§ Information supplied
==================================================

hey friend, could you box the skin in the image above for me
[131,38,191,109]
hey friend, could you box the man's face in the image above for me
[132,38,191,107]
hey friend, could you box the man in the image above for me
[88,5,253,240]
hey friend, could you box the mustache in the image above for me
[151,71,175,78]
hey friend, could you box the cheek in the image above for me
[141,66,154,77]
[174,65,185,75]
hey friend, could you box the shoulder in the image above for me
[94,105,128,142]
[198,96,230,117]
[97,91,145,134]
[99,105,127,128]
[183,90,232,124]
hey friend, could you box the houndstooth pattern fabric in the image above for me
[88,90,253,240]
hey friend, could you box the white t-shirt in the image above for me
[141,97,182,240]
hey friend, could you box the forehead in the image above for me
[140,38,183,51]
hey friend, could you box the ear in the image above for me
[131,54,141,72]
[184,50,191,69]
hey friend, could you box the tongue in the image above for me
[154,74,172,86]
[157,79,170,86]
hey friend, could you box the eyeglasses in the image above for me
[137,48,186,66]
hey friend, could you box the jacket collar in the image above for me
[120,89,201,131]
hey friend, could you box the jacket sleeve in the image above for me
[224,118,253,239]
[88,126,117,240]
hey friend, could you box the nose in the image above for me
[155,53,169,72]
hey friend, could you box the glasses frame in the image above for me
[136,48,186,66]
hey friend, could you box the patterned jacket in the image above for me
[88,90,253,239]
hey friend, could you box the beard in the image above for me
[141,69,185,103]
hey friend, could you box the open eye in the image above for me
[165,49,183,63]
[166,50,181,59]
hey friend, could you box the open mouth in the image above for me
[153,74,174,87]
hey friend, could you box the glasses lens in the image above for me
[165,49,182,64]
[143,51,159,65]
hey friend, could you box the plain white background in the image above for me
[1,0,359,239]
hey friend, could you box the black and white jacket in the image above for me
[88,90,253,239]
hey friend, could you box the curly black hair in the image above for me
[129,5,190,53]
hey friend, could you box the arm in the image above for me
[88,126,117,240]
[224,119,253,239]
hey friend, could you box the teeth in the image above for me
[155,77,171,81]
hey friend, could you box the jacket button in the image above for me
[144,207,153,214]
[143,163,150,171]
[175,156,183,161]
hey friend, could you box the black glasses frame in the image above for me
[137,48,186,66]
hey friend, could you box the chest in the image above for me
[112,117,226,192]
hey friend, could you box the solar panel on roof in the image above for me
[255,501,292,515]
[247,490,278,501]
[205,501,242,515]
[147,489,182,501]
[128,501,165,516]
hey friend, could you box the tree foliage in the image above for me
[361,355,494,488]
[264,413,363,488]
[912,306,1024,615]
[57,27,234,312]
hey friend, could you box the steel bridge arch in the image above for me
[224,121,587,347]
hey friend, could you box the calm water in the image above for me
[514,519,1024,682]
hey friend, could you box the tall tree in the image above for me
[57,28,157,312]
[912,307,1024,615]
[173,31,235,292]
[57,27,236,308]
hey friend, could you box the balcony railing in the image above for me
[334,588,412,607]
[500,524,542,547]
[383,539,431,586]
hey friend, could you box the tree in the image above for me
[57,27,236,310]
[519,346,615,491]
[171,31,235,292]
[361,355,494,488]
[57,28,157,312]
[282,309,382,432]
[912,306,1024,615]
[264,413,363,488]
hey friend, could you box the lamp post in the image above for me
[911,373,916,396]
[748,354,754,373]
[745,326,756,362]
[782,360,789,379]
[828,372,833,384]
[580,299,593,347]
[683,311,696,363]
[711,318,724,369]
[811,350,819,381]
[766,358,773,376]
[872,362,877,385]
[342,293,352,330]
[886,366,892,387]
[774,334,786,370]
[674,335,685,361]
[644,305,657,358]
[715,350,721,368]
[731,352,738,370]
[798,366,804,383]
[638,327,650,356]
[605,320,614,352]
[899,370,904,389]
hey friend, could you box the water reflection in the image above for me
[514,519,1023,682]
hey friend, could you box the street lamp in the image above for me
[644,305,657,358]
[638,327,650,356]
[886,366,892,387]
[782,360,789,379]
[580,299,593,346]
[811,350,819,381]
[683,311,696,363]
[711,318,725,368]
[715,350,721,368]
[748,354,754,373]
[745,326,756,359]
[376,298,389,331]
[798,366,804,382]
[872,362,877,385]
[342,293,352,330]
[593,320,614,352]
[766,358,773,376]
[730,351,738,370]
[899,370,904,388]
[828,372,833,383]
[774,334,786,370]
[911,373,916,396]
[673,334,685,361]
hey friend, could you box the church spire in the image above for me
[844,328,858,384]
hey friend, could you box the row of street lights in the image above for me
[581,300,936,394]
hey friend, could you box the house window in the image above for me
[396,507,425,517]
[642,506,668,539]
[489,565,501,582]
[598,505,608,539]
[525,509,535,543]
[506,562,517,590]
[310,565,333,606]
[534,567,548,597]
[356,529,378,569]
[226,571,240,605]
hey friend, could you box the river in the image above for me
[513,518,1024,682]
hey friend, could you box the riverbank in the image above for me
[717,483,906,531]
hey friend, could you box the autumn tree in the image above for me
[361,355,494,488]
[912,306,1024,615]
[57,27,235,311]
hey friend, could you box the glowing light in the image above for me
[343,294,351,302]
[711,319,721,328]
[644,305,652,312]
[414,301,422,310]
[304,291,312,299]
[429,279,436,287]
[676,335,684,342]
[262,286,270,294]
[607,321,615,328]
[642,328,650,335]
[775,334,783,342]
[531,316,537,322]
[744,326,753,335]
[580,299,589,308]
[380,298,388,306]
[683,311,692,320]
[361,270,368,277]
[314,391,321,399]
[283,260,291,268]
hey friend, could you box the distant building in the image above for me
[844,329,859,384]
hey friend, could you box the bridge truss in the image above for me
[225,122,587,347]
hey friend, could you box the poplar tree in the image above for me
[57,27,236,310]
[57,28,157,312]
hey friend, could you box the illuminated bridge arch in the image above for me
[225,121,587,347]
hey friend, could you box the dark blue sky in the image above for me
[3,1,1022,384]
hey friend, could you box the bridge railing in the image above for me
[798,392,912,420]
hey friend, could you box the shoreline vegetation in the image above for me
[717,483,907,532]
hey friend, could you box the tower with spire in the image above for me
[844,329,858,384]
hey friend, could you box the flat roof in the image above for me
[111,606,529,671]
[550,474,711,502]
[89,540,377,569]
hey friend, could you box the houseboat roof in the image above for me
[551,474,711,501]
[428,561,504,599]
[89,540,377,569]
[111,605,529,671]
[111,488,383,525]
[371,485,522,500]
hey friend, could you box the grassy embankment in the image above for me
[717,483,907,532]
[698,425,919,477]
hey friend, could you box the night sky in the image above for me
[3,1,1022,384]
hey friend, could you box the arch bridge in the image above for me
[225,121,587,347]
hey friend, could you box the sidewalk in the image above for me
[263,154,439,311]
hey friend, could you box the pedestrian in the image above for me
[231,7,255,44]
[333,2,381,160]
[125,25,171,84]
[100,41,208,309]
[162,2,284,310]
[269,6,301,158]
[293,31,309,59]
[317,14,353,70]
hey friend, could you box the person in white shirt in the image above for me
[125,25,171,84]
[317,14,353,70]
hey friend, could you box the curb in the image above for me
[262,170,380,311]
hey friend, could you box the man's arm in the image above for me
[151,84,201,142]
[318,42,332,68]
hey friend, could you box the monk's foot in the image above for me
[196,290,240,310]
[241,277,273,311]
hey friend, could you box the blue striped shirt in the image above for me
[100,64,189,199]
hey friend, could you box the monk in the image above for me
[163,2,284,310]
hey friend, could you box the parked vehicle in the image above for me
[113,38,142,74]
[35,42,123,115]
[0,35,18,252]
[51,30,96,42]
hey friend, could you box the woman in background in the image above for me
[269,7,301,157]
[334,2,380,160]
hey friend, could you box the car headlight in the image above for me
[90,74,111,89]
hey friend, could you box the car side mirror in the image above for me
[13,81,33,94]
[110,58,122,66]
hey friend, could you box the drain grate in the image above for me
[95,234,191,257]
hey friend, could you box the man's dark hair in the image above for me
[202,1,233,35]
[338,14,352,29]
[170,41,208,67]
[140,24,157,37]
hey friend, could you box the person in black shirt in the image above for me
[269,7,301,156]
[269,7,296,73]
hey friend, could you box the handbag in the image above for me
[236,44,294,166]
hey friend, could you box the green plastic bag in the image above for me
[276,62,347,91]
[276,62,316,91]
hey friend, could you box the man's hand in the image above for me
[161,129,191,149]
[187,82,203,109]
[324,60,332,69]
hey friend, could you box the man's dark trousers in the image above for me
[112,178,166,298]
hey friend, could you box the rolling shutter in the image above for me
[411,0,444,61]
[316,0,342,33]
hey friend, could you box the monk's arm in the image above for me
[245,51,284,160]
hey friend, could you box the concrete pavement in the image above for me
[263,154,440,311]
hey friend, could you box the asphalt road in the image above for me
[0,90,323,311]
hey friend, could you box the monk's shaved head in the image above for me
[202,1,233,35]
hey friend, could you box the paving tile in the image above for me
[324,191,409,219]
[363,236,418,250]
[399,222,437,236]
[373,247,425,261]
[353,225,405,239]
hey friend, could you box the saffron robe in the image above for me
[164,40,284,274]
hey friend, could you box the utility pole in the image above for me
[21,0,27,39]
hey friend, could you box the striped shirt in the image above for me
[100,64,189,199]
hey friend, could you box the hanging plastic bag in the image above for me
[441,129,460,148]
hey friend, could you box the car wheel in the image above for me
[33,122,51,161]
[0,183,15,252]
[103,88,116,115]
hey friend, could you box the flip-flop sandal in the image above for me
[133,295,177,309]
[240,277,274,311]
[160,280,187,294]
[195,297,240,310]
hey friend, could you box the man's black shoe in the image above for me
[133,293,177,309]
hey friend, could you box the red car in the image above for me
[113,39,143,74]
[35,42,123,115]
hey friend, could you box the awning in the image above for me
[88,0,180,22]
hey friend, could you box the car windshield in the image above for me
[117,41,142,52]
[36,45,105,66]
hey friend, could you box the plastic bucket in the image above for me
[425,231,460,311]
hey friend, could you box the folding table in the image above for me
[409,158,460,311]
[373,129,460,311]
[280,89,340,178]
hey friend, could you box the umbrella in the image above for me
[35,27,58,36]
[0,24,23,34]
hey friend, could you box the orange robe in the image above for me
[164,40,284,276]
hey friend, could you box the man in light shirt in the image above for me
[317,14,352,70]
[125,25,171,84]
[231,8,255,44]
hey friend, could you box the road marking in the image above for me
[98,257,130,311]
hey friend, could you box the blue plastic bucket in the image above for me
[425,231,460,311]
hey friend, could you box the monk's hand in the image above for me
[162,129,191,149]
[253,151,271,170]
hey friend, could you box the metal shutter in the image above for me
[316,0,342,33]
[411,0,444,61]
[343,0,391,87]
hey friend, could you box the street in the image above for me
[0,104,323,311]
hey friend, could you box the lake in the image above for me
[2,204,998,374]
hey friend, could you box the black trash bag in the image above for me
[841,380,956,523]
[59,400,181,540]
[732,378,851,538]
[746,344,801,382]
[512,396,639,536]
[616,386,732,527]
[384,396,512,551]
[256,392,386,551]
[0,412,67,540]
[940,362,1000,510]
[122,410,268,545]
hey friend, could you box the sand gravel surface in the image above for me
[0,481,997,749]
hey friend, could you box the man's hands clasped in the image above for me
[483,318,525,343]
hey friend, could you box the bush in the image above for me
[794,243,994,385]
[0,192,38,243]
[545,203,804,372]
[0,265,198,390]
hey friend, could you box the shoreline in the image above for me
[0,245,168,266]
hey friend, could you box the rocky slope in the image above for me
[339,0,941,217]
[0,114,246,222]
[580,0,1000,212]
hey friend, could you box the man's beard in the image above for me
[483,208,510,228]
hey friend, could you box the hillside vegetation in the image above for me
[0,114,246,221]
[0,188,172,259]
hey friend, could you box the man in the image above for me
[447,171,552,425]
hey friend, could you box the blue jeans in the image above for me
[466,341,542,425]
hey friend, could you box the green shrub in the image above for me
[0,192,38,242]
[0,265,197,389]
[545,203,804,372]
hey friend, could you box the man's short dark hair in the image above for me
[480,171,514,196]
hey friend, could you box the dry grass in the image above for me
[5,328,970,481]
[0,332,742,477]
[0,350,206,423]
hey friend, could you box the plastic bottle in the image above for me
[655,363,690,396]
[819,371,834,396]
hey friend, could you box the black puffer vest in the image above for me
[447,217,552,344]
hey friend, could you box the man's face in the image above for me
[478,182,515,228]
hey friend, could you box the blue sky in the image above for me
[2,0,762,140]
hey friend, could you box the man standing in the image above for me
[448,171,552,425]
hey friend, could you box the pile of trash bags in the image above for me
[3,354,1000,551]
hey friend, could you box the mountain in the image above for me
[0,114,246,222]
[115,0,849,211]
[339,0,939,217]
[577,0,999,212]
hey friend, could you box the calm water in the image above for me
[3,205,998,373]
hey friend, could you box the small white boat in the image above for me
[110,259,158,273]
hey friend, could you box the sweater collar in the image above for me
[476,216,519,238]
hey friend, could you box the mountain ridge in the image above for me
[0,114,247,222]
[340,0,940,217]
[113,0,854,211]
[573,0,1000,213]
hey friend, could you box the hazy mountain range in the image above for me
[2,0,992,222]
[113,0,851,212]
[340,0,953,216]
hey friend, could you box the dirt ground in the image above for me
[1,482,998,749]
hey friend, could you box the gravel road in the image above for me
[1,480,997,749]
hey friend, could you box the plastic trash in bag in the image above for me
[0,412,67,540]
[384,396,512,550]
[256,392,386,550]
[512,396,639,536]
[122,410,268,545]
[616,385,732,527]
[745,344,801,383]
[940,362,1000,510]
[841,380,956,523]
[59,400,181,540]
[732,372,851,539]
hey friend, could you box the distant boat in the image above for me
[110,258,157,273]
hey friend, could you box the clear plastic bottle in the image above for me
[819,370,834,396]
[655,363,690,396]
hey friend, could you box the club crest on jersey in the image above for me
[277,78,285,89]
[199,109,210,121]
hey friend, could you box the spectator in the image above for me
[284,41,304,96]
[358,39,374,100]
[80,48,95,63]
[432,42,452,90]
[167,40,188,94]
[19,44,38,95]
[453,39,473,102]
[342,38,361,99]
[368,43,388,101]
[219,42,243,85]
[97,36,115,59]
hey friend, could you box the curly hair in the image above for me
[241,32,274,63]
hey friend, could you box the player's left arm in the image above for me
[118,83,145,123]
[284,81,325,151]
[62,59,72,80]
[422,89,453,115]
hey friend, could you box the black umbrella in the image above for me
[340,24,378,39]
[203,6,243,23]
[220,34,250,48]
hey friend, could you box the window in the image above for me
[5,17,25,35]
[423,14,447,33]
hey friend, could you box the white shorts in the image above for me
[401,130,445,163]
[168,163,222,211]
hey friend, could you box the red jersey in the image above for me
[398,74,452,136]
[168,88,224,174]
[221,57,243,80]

==================================================

All lines from the one containing "hey friend, could you box the clear" through the end of the data, and no others, are to be given again word for word.

§ Solution for this task
hey friend, could you box the clear plastic bottle in the image above for me
[819,370,834,396]
[655,363,690,396]
hey friend, could you box the club crest on jersey in the image above for me
[277,78,285,89]
[199,109,210,121]
hey friend, could you box the spectator in the image above for me
[284,41,304,96]
[358,39,374,100]
[80,48,95,63]
[432,42,452,90]
[167,40,188,94]
[19,44,38,95]
[453,39,473,102]
[342,38,361,99]
[368,43,388,101]
[219,42,243,85]
[97,36,115,59]
hey friend, could you box the curly hair in the image above for me
[241,32,274,63]
hey friend, could you box the player's left arm in the image above for me
[118,83,145,123]
[284,81,325,151]
[62,59,72,80]
[422,89,453,115]
hey friend, could you box the black umbrella in the image above for me
[340,24,378,39]
[203,6,243,23]
[220,34,250,48]
hey friend, could you box the window in the image above for me
[5,17,25,35]
[423,14,447,33]
hey friend, could you box the white shorts in the image above for me
[401,130,445,163]
[168,163,222,211]
hey friend, could you box the red jersey in the image above for me
[398,74,452,136]
[168,88,224,174]
[221,57,243,80]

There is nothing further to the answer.